Restate each of the lines below word for word and drop every picture.

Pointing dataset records
───
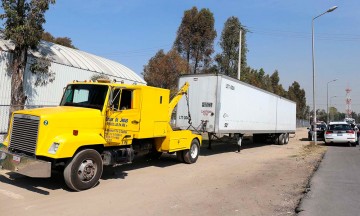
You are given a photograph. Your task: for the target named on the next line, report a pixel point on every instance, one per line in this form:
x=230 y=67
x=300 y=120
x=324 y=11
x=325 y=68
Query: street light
x=327 y=98
x=330 y=103
x=313 y=65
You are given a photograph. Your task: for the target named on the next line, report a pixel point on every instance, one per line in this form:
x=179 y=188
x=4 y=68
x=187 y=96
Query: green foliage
x=228 y=60
x=295 y=93
x=99 y=76
x=24 y=21
x=64 y=41
x=164 y=69
x=195 y=38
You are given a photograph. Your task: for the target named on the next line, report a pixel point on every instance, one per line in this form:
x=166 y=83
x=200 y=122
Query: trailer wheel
x=281 y=139
x=180 y=156
x=84 y=170
x=191 y=155
x=287 y=138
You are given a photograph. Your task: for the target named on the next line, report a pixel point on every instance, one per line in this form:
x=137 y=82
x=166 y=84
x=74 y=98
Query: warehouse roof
x=78 y=59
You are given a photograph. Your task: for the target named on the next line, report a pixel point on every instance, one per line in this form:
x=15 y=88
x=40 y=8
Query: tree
x=195 y=38
x=228 y=60
x=163 y=70
x=277 y=88
x=296 y=94
x=23 y=26
x=64 y=41
x=99 y=76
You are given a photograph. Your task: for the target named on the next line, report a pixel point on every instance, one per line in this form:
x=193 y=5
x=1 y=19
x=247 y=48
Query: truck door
x=123 y=117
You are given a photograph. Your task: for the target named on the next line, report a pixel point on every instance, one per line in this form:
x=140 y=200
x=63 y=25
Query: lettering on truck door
x=123 y=118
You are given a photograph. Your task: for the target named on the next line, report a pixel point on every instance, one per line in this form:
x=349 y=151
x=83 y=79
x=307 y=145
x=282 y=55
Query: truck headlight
x=53 y=148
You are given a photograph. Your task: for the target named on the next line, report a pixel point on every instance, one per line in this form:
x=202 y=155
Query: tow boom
x=177 y=98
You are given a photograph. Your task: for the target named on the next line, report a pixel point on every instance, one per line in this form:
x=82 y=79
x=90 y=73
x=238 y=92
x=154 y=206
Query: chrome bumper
x=24 y=165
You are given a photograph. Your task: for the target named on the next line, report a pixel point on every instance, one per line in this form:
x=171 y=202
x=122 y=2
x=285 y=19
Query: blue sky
x=131 y=32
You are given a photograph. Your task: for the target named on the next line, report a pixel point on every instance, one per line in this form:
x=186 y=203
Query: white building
x=68 y=64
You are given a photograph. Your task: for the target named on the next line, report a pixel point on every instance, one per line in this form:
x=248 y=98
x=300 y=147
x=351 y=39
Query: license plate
x=16 y=158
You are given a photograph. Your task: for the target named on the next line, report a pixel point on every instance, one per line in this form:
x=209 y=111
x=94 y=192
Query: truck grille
x=24 y=133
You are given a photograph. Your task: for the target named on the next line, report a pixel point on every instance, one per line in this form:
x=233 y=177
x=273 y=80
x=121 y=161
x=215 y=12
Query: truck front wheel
x=191 y=155
x=84 y=170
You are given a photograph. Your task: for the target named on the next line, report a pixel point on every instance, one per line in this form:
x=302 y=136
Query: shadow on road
x=35 y=184
x=45 y=185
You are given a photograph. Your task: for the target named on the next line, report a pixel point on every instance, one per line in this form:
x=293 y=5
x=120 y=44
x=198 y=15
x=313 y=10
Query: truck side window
x=126 y=99
x=116 y=99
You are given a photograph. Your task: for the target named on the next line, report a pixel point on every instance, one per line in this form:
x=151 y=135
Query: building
x=67 y=64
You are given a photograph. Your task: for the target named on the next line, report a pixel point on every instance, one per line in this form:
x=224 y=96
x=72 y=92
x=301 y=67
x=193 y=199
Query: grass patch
x=311 y=150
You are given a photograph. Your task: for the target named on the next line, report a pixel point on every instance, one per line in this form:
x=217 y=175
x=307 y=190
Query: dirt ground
x=260 y=180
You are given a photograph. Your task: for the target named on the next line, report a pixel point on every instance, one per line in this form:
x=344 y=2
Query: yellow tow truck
x=97 y=124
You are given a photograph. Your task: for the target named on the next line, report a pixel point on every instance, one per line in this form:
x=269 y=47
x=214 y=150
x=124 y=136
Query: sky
x=131 y=32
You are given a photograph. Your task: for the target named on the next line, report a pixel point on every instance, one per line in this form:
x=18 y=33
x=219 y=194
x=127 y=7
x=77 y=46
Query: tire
x=180 y=156
x=191 y=155
x=84 y=170
x=281 y=139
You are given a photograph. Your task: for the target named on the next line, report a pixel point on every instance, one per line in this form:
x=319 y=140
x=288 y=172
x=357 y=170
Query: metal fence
x=5 y=113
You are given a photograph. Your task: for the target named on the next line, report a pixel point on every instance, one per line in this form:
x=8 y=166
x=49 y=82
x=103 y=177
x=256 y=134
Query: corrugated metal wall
x=38 y=95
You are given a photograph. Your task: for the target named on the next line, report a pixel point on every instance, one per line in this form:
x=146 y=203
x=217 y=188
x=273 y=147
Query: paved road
x=335 y=187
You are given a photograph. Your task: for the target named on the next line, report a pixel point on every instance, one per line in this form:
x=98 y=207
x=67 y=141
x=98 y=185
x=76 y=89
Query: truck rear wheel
───
## SOLUTION
You are given a photograph. Your task: for the target named on the next line, report a pixel point on every instance, one per line in this form:
x=230 y=67
x=300 y=120
x=324 y=11
x=325 y=68
Query: street light
x=327 y=98
x=330 y=103
x=313 y=65
You are given a photograph. Your task: for the target named on the next line, report a pixel point on every instance, one per line in this form:
x=179 y=188
x=4 y=68
x=187 y=96
Query: green foliage
x=228 y=60
x=295 y=93
x=99 y=76
x=24 y=21
x=64 y=41
x=164 y=69
x=195 y=38
You are given a photograph. Your task: for the target named on the next line, report a pixel point on every instance, one per line in this form:
x=166 y=83
x=200 y=122
Query: trailer wheel
x=281 y=139
x=180 y=156
x=84 y=170
x=191 y=155
x=287 y=138
You are given a photograph. Your task: for the target named on the next line, report a pixel point on every instance, one per line in this form:
x=137 y=82
x=166 y=84
x=74 y=98
Query: warehouse roof
x=78 y=59
You are given a photograph. Your task: for the target named on the next line, report a pixel point on every instance, one per line in this form:
x=15 y=88
x=40 y=8
Query: tree
x=195 y=38
x=228 y=60
x=163 y=70
x=277 y=88
x=296 y=94
x=23 y=26
x=64 y=41
x=99 y=76
You are given a photograph. Your task: for the target named on the next line, report a pixel point on every instance, one per line in this form:
x=193 y=5
x=1 y=19
x=247 y=48
Query: truck door
x=123 y=117
You are given a photograph. Your task: for the target named on the next line, report a pixel point on every instance, one per line in this form:
x=140 y=200
x=63 y=25
Query: lettering on truck door
x=123 y=118
You are given a photograph. Your task: for the target named on the next line, report a pixel point on every instance, one per line in this form:
x=349 y=151
x=83 y=79
x=307 y=145
x=282 y=55
Query: truck headlight
x=53 y=148
You are given a photograph. Your task: for the target named on the next line, report a pixel point on every instance, one per line in this form:
x=202 y=155
Query: tow boom
x=177 y=98
You are given a photograph. Your task: for the target named on the next line, report a pixel point on every instance, one per line in this form:
x=82 y=79
x=90 y=73
x=238 y=92
x=154 y=206
Query: chrome bumper
x=24 y=165
You are given a photograph. Your task: for the target named on the next line, report a pixel point on every instance, one per line in this form:
x=171 y=202
x=122 y=2
x=285 y=19
Query: blue sky
x=131 y=32
You are given a photograph. Your task: for the target named on the next line, report a pixel point on every instance, one per line in this form:
x=186 y=203
Query: white building
x=68 y=64
You are given a photograph. Your task: for the target named on the next line, report a pixel point on every instance, one per line in this form:
x=248 y=98
x=300 y=147
x=351 y=39
Query: license plate
x=16 y=158
You are given a photograph. Your task: for the target named on the next line, report a pixel point on every instance, one per line in this form:
x=209 y=111
x=94 y=192
Query: truck grille
x=24 y=133
You are given a photograph. Your task: for the target named on the next line, report a pixel point on every instance, one per line in this form:
x=233 y=177
x=273 y=80
x=121 y=161
x=215 y=12
Query: truck front wheel
x=191 y=155
x=84 y=170
You are given a photograph. Your task: for the target named on the next line, report a pixel point on every instance, one per line in this form:
x=302 y=136
Query: shadow on road
x=35 y=184
x=45 y=185
You are given a photograph. Your task: for the target named on the next line, report a pixel point on every instance, one per line in this form:
x=293 y=5
x=120 y=44
x=198 y=15
x=313 y=10
Query: truck side window
x=126 y=99
x=116 y=99
You are given a photograph. Your task: for the target named on the next line, report a pixel point on every instance, one per line in this form:
x=151 y=135
Query: building
x=67 y=64
You are given a photograph. Your task: for the target named on the next line, report a pixel point on every instance, one per line in this form:
x=224 y=96
x=72 y=92
x=301 y=67
x=193 y=199
Query: grass patch
x=311 y=150
You are given a photograph. Your task: for the target named on the next line, report a pixel point on every instance, one per line in this form:
x=217 y=175
x=307 y=190
Query: dirt ground
x=260 y=180
You are given a photograph. Your task: for the target named on the next line, report a pixel point on every instance, one per line in this form:
x=344 y=2
Query: yellow tow truck
x=97 y=124
You are given a photograph. Your task: for the target named on the next line, report a pixel point on every instance, one per line in this form:
x=269 y=47
x=214 y=150
x=124 y=136
Query: sky
x=131 y=32
You are given a photograph. Your task: for the target named on the next line, report a pixel point on every instance, one per line in this form:
x=18 y=33
x=219 y=194
x=127 y=7
x=77 y=46
Query: tire
x=180 y=156
x=191 y=155
x=84 y=170
x=281 y=139
You are given a photograph. Your task: for the target named on the next line, report a pixel point on every instance, one per line in this form:
x=319 y=140
x=288 y=172
x=357 y=170
Query: metal fence
x=5 y=113
You are given a photograph. Your task: for the target named on the next line, report a pixel point on every instance, one per line in this form:
x=8 y=166
x=49 y=82
x=103 y=177
x=256 y=134
Query: corrugated metal wall
x=38 y=95
You are given a photograph. Your task: for the target named on the next line, report a pixel point on every instance, one per line in this form:
x=146 y=203
x=217 y=188
x=273 y=147
Query: paved road
x=335 y=187
You are given a photograph. Your task: for the target named on the next line, report a pixel point on every instance, one per line in this form:
x=98 y=207
x=67 y=141
x=98 y=185
x=76 y=89
Query: truck rear wheel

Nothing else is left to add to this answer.